───── ENTRIES SHOWN ─────

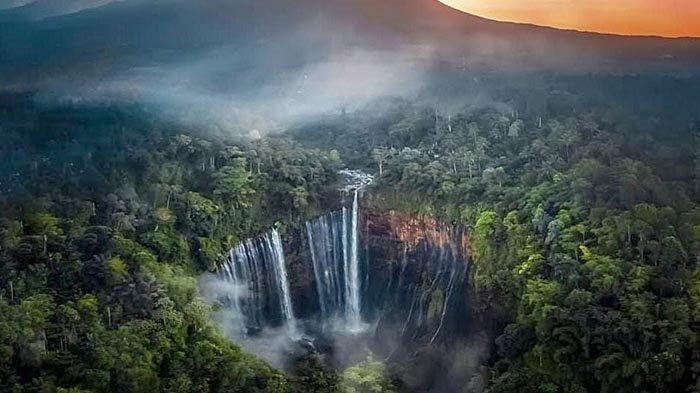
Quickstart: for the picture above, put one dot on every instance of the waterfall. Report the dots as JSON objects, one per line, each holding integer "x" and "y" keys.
{"x": 257, "y": 285}
{"x": 282, "y": 280}
{"x": 353, "y": 273}
{"x": 333, "y": 242}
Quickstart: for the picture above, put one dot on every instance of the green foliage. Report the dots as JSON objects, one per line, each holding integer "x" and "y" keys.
{"x": 366, "y": 377}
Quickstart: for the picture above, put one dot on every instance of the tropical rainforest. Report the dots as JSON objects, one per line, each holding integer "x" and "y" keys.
{"x": 577, "y": 193}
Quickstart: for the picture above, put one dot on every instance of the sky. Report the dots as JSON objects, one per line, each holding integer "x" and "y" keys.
{"x": 669, "y": 18}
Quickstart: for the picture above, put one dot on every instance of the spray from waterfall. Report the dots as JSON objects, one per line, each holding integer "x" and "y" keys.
{"x": 259, "y": 294}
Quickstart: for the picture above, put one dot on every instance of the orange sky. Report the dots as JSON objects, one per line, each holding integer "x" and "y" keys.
{"x": 672, "y": 18}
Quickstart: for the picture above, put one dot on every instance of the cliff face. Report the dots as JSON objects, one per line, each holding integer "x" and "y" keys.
{"x": 411, "y": 230}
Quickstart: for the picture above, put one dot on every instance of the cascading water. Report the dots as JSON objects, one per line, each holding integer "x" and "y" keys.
{"x": 407, "y": 291}
{"x": 352, "y": 310}
{"x": 258, "y": 288}
{"x": 333, "y": 242}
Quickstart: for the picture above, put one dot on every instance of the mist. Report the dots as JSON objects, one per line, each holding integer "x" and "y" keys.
{"x": 250, "y": 68}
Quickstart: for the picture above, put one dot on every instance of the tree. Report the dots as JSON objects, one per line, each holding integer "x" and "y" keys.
{"x": 233, "y": 184}
{"x": 380, "y": 155}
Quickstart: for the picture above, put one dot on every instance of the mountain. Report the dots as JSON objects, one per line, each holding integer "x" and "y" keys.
{"x": 296, "y": 55}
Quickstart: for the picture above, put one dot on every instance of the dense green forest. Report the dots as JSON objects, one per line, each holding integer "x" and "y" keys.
{"x": 582, "y": 215}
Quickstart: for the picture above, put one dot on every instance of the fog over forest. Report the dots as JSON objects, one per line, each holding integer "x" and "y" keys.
{"x": 343, "y": 196}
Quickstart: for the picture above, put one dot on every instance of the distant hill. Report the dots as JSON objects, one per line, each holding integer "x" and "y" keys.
{"x": 278, "y": 47}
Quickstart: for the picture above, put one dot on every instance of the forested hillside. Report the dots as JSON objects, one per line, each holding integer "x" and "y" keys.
{"x": 108, "y": 216}
{"x": 580, "y": 208}
{"x": 584, "y": 221}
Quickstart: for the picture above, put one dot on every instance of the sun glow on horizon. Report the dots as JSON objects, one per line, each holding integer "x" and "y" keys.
{"x": 669, "y": 18}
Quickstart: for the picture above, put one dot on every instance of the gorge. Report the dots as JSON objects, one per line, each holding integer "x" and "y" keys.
{"x": 353, "y": 284}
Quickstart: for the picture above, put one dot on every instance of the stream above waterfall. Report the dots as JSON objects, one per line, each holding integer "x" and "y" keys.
{"x": 348, "y": 284}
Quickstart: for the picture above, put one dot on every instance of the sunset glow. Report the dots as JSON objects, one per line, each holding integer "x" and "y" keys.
{"x": 670, "y": 18}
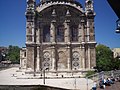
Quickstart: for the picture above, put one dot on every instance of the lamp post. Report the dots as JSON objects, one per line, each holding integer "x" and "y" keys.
{"x": 118, "y": 26}
{"x": 44, "y": 75}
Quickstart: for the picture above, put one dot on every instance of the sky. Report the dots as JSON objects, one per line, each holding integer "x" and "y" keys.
{"x": 13, "y": 23}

─────

Reproduce each line of the records above, exactly and without pictures.

-- SOLUTION TO THIS PROBLEM --
Quickstart: for the picture above, put one dot on every instance of the waterfall. Report the dots as JSON objects, one per line, each holding integer "x" and "y" keys.
{"x": 257, "y": 285}
{"x": 282, "y": 280}
{"x": 353, "y": 273}
{"x": 333, "y": 242}
Quickstart: for the picture above, put one dot on every instance of the green foliage. Report the dots as JSON objects, one per line, each holding integer "x" and "y" keys.
{"x": 366, "y": 377}
Quickstart: for the picture above, put one dot on every instance of the tropical rainforest. Report the dots as JSON objects, one per line, each holding integer "x" and "y" keys.
{"x": 577, "y": 193}
Quickstart: for the picture above, put one dot on every instance of the sky. Report the dots as JSON objects, one per line, each holding integer "x" and "y" keys.
{"x": 669, "y": 18}
Quickstart: for the picture above, put one dot on every instance of the spray from waterfall. Report the dots as JSON objects, one per line, each holding integer "x" and "y" keys.
{"x": 259, "y": 294}
Quickstart: for the picture above, put one dot on every instance of the orange sky. Report the dots as JSON objects, one per line, each holding integer "x" and "y" keys.
{"x": 672, "y": 18}
Quickstart: for the picture above, put one dot on every instance of the cliff face. Report the dots as JSON objects, one per line, each holding integer "x" and "y" keys.
{"x": 411, "y": 230}
Quickstart: for the picture above, put one dot on every instance of the cascading water. Report the dots as JSON objects, one per line, each holding integer "x" and "y" keys.
{"x": 407, "y": 291}
{"x": 352, "y": 310}
{"x": 258, "y": 288}
{"x": 333, "y": 242}
Quickstart: for the picture above, put one dot on every instance of the mist. Report the dots as JSON objects, one per line, each holding integer "x" and "y" keys.
{"x": 250, "y": 68}
Quickstart: for the picture above, put one dot on every instance of the tree. Report the dots as JSON objects, one per line, each holding integer "x" and "y" keys.
{"x": 233, "y": 184}
{"x": 380, "y": 155}
Quickstart: for the picture above, put one dot on every instance of the mountain. Report the dots as JSON objects, one per line, each holding integer "x" and "y" keys.
{"x": 296, "y": 55}
Quickstart: for the picture above, put one dot on every instance of the dense green forest. Report the dots as JSON objects, one per line, each holding integer "x" and "y" keys.
{"x": 582, "y": 215}
Quickstart: for the picture above, put one dot on every instance of the fog over forest. Report the dots as JSON objects, one per line, each holding integer "x" and "y" keys.
{"x": 343, "y": 196}
Quickstart: for the picture above, put one dot on every instance of the distant hill. Report the dots as JSON objects, one per line, each holding integer "x" and "y" keys.
{"x": 278, "y": 47}
Quickstart: for the picture above, put one dot on every instance of the forested hillside. Report the dots as JSON objects, one per line, each holding integer "x" and "y" keys.
{"x": 108, "y": 216}
{"x": 580, "y": 208}
{"x": 584, "y": 221}
Quickstart: for the picture above, put one dot on every instance of the sun glow on horizon. Report the dots as JSON objects, one per line, each holding integer "x" and "y" keys.
{"x": 669, "y": 18}
Quickstart: for the picture above, put one dot on every instance of the gorge. Report the dots as JSON objects, one per line, each holding integer "x" and "y" keys.
{"x": 353, "y": 284}
Quickstart: for the picture above, put one dot on every instance of the stream above waterfall. Report the dots as JSON objects, one per line, each holding integer "x" and "y" keys.
{"x": 348, "y": 284}
Quickstart: for the picture above, put one dot on every instance of the sunset glow. Report the dots as JSON objects, one per line, each holding integer "x" and "y" keys.
{"x": 670, "y": 18}
Quickstart: for the picture above, put one dot on every instance of the lamp post. Report the dots as JSON objects, one per line, each holding integer "x" and "y" keys.
{"x": 118, "y": 26}
{"x": 44, "y": 75}
Quickstart: for the picture above, put one dot on every instance of the sky. Report the dots as JSON objects, one per line, each holding integer "x" and "y" keys.
{"x": 13, "y": 23}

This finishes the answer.